PROVIDED ENTRIES: Begin

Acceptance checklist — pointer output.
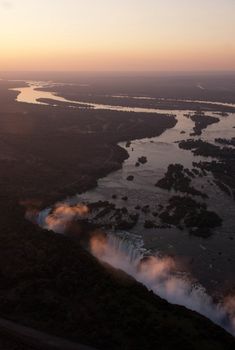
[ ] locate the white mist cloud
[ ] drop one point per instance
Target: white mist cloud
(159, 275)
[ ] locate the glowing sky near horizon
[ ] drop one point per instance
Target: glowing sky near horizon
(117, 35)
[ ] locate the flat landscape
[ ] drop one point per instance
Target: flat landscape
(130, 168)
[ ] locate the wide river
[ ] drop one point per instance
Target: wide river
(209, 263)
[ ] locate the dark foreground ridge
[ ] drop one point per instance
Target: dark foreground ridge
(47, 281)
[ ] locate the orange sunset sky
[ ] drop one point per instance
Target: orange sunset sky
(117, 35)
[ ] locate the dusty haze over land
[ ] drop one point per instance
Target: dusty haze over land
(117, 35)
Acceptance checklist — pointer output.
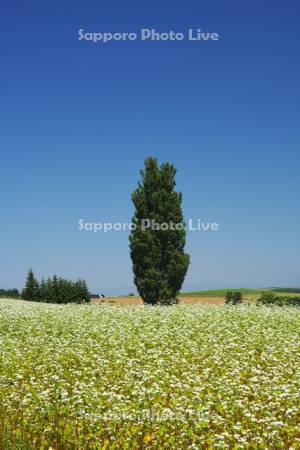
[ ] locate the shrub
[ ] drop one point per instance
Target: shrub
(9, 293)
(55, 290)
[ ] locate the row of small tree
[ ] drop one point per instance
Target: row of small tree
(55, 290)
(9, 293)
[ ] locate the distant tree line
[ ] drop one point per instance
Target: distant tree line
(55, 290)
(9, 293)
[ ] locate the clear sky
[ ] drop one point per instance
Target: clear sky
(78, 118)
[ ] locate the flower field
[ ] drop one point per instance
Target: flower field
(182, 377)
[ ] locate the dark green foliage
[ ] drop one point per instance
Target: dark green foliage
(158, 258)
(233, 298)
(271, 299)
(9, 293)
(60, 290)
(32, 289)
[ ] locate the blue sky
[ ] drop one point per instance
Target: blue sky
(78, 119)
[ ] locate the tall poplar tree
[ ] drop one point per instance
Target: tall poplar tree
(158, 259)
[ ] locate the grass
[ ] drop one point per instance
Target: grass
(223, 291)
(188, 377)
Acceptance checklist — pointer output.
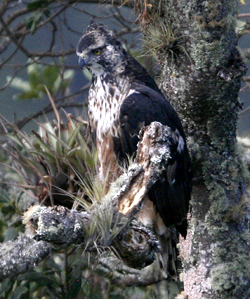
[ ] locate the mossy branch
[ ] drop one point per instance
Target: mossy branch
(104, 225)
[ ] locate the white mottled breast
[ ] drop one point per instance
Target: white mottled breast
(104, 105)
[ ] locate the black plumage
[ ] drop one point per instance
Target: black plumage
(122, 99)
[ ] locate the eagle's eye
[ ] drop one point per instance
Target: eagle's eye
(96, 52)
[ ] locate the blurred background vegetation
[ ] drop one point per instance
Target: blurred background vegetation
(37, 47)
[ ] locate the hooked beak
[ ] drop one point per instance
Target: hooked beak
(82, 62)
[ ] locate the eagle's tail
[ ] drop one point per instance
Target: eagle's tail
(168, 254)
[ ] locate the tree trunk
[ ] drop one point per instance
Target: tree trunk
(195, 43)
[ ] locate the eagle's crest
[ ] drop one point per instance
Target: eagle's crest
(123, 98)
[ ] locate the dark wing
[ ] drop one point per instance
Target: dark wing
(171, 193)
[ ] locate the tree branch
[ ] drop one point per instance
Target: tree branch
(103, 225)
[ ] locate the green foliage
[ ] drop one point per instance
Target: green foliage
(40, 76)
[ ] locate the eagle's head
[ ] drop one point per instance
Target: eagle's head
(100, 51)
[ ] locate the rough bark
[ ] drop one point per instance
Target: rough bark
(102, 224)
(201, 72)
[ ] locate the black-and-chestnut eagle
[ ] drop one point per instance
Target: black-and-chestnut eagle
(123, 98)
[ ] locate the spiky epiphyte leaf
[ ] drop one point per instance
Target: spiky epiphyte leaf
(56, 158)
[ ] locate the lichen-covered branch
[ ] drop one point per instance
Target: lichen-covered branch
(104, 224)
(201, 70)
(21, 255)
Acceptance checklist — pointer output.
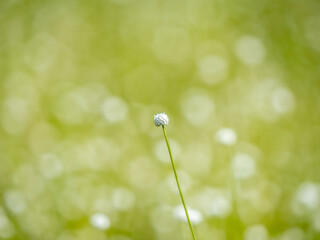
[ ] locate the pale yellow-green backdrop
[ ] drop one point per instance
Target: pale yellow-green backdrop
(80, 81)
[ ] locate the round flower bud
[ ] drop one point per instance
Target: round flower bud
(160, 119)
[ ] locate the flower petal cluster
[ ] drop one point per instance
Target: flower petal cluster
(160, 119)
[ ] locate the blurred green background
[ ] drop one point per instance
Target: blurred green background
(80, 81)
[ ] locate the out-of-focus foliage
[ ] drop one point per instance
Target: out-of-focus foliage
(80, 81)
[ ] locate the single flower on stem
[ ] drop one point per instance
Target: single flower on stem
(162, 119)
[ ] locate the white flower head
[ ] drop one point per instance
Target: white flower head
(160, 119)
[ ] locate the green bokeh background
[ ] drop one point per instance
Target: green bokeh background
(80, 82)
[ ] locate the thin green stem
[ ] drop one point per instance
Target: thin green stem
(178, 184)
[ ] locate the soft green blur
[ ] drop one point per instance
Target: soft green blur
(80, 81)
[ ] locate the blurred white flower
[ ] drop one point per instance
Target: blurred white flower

PROVIDED ENTRIES: End

[PROBLEM TO SOLVE] Repeat verbatim the line holding "[ ] locate the single flower on stem" and all lines after it, up to the end of the material.

[EXERCISE ANSWER]
[ ] locate the single flower on stem
[ ] drop one point per instance
Target: single flower on stem
(162, 119)
[ ] locate the white flower head
[ ] drop one point per instance
Target: white flower head
(160, 119)
[ ] locate the green bokeh background
[ ] drop one point per instance
Target: green bokeh background
(80, 82)
[ ] locate the thin green stem
[ ] drop one point per instance
Target: thin green stem
(178, 184)
[ ] locate the soft green blur
[ ] drop one point per instance
Target: soft green blur
(80, 81)
[ ] locate the blurred white flower
[ ] drop one point per instance
Target: blurred white flower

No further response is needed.